On February 17, amid frenetic but ultimately unsuccessful attempts to prevent Russia from attacking Ukraine, French President Emmanuel Macron put an end to an unwinnable conflict in a different part of the world. “Within the next four to six months,” Macron announced, France would be withdrawing its troops from Mali, the centerpiece of its counterterrorism operation in the Sahel, a wide strip of land that cuts across Africa just below the Sahara. For nine years—longer than France fought to keep Algeria—the Sahel operation had involved as many as 5,100 soldiers, 780 military vehicles, and some 40 war planes, including six Mirage fighter jets and six Reaper drones, at a cost of about $1.2 billion per year. Yet today, the region is plagued by insecurity, prone to military coups, and host to the fastest-growing Islamist insurgency in the world. Not least, as part of Russian President Vladimir Putin’s global anti-Western strategy, Russia has gained a foothold in the Sahel, where it seeks to replace France as the “gendarme of Africa.”

As war has returned to Europe, France is winding down its war in Africa. It is tempting to regard the coincidence of these two events—coming only six months after the United States pulled out from Afghanistan—as signaling a major shift in geopolitics. After 20 years of the global war on terrorism, the West is returning to a world of great-power rivalry and grand strategy. Today a crisis with Moscow, tomorrow perhaps Beijing. Amid the Russian onslaught on Ukraine, the doomed U.S. mission in Afghanistan and the French debacle in the Sahel suggest that the war on terrorism was a misguided and debilitating detour on the world’s periphery that has distracted the Western alliance from addressing its main threats.

Just as it was during the Cold War, however, Africa, has become a crucial battleground in the confrontation between the West and its rivals, Russia and China. In economic affairs, China’s influence in Africa far outweighs Russia’s. But on security matters, Moscow’s intervention on the continent has become increasingly important, in ways that directly contributed to the collapse of the French mission in the Sahel. The same private Russian military contractor—the Wagner Group—whose fighters entered eastern Ukraine ahead of Russia’s all-out assault has also established, over the past several years, Russian bridgeheads in a handful of countries across Africa. And it was with Wagner Group support that the ruling junta in Mali was able to get French troops to leave the country. All the more crucial, then, to understand how the French mission went awry, and what the West might need to do differently in its future engagement in Africa.

_Region labeling records_:
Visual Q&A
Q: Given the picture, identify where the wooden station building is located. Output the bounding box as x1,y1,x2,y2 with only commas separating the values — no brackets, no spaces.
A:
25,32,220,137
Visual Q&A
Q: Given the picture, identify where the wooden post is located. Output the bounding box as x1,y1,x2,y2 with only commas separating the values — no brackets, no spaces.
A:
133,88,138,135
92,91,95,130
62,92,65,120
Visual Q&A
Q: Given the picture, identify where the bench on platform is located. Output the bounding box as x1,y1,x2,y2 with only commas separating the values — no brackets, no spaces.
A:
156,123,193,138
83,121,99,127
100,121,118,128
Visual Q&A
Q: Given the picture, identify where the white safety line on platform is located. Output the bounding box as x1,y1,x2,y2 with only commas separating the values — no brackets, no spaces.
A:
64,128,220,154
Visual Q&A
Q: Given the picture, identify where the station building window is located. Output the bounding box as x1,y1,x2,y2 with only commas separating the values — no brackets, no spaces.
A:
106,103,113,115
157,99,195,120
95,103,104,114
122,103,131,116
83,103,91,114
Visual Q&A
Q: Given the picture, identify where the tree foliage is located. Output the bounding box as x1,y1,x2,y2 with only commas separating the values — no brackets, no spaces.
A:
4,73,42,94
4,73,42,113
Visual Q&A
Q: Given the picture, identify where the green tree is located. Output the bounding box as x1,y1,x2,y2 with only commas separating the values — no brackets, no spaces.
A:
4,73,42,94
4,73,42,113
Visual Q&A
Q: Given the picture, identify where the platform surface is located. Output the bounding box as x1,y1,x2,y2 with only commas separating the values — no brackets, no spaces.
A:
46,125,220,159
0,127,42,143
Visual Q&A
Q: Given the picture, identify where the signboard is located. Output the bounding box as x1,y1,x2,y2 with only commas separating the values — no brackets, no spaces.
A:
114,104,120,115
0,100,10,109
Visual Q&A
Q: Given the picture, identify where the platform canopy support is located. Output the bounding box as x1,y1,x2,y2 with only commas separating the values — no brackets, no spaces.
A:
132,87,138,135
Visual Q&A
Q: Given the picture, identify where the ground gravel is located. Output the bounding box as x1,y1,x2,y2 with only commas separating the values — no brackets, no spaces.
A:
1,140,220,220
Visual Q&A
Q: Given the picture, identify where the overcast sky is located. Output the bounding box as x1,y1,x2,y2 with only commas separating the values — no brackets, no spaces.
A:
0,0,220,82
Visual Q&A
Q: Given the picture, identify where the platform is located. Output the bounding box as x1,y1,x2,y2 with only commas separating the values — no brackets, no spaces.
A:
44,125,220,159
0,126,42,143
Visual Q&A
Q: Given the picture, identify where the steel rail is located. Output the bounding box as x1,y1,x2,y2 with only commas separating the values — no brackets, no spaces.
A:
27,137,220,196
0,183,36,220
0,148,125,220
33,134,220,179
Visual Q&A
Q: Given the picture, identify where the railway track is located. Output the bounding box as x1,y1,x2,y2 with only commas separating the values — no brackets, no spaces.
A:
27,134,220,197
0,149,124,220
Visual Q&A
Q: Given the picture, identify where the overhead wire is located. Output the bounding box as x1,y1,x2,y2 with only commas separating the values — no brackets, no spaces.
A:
--
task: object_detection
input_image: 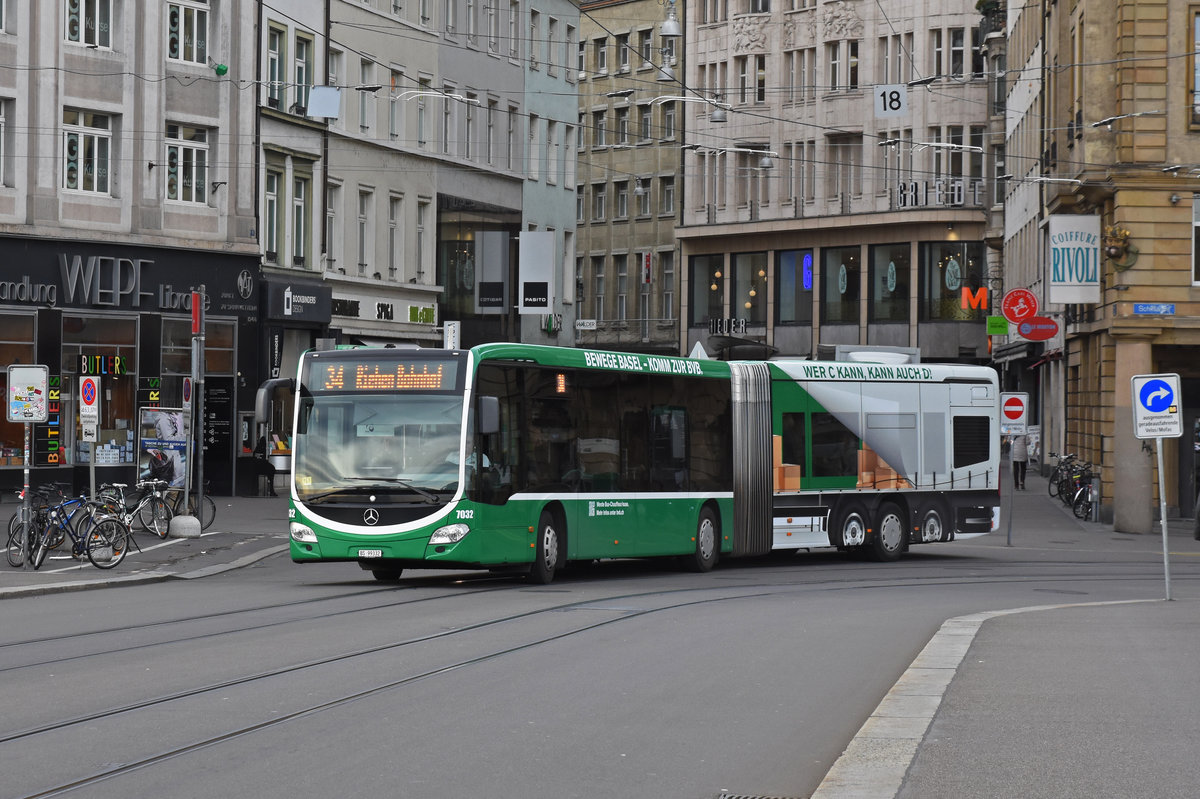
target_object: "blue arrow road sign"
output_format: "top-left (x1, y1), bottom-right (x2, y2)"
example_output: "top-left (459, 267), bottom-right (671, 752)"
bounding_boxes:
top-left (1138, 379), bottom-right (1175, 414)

_Work instructions_:
• 1. In the article on France's Sahel withdrawal, what was the approximate yearly cost of the Sahel operation?
• 2. Reproduce the part of the Sahel article starting with "As war has returned" and going on through "its main threats.".

_Task results_:
• 1. About $1.2 billion per year.

• 2.
As war has returned to Europe, France is winding down its war in Africa. It is tempting to regard the coincidence of these two events—coming only six months after the United States pulled out from Afghanistan—as signaling a major shift in geopolitics. After 20 years of the global war on terrorism, the West is returning to a world of great-power rivalry and grand strategy. Today a crisis with Moscow, tomorrow perhaps Beijing. Amid the Russian onslaught on Ukraine, the doomed U.S. mission in Afghanistan and the French debacle in the Sahel suggest that the war on terrorism was a misguided and debilitating detour on the world’s periphery that has distracted the Western alliance from addressing its main threats.